══ Data ══

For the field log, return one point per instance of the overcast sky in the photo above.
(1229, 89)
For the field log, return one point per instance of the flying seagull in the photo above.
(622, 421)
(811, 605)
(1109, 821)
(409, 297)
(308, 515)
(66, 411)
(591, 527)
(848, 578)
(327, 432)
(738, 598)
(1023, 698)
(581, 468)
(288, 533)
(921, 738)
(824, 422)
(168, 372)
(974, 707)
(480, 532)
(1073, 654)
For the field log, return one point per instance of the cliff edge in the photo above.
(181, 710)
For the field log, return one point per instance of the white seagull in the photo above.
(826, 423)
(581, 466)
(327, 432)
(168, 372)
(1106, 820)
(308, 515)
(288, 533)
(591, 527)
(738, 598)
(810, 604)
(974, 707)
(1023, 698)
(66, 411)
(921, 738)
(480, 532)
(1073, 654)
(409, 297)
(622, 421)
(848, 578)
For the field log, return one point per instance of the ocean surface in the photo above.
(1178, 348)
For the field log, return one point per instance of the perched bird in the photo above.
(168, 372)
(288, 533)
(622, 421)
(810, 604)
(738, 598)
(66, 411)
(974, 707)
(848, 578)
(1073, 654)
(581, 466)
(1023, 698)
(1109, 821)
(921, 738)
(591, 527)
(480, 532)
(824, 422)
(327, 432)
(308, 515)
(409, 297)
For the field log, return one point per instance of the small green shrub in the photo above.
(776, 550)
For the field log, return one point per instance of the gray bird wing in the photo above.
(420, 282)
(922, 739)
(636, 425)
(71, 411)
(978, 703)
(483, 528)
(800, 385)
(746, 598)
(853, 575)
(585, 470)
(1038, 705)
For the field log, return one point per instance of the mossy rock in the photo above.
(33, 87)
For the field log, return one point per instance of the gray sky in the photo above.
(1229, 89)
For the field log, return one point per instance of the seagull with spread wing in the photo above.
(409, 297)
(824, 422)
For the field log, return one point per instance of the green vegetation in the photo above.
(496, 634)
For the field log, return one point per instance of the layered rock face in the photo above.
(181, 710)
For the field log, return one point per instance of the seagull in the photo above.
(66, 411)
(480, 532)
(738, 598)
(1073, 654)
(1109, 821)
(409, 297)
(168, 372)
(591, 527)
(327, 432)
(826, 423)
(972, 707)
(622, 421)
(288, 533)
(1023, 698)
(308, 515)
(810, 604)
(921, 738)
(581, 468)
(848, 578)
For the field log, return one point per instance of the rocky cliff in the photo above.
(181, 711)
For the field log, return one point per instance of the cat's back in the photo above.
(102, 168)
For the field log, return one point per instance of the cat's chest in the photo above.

═══

▶ [Stated task]:
The records above must be repeated exactly, every one of them.

▶ [Output of the exercise]:
For the field log, return one point per instance of the overcast sky in the photo above.
(1229, 89)
For the field log, return one point per instance of the flying seagull in the photo above.
(622, 421)
(811, 605)
(1109, 821)
(409, 297)
(308, 515)
(66, 411)
(591, 527)
(848, 578)
(327, 432)
(738, 598)
(1023, 698)
(581, 468)
(288, 533)
(921, 738)
(824, 422)
(168, 372)
(974, 707)
(480, 532)
(1073, 654)
For the field log, return one point per instance of the cliff edge in the photo above.
(181, 710)
For the field log, return one point per instance of the white seagull in the photo above.
(826, 423)
(581, 466)
(327, 432)
(168, 372)
(1106, 820)
(308, 515)
(288, 533)
(591, 527)
(738, 598)
(810, 604)
(974, 707)
(1023, 698)
(66, 411)
(921, 738)
(480, 532)
(1073, 654)
(409, 297)
(622, 421)
(848, 578)
For the field log, return one point per instance of the ocean surface in the photo above.
(1178, 348)
For the field log, return one point per instance of the perched bird in the photo above.
(168, 372)
(288, 533)
(622, 421)
(810, 604)
(738, 598)
(66, 411)
(974, 707)
(848, 578)
(1073, 654)
(581, 466)
(1023, 698)
(1109, 821)
(921, 738)
(591, 527)
(480, 532)
(824, 422)
(327, 432)
(308, 515)
(409, 297)
For the field log, return one point per instance of the small green shrub in the photo above.
(776, 550)
For the field log, return one point per instance of the gray bird wing in the photo above.
(420, 282)
(922, 739)
(636, 425)
(71, 411)
(978, 703)
(483, 528)
(800, 385)
(746, 598)
(853, 575)
(585, 470)
(1038, 705)
For the field log, return one point per instance of the mossy rock in the photo above.
(33, 87)
For the field log, return one point per instance of the gray sky in the photo above.
(1229, 89)
For the field log, return one point per instance of the seagull with spread wing in the photo above.
(409, 297)
(824, 422)
For the field log, return one point per instance of the green vegetation in the photo above.
(496, 634)
For the field log, return one point per instance of the layered rock face in the photo above.
(181, 710)
For the field log, return one point per instance of the seagull in the photo above.
(66, 411)
(480, 532)
(738, 598)
(1073, 654)
(1109, 821)
(409, 297)
(168, 372)
(591, 527)
(327, 432)
(826, 423)
(972, 707)
(622, 421)
(288, 533)
(1023, 698)
(308, 515)
(810, 604)
(921, 738)
(581, 468)
(848, 578)
For the field log, return one point per instance of the rocky cliff in the photo above.
(181, 711)
For the field log, return one point per instance of the cat's back in the photo above.
(102, 168)
For the field log, return one point per instance of the cat's chest in the photo above.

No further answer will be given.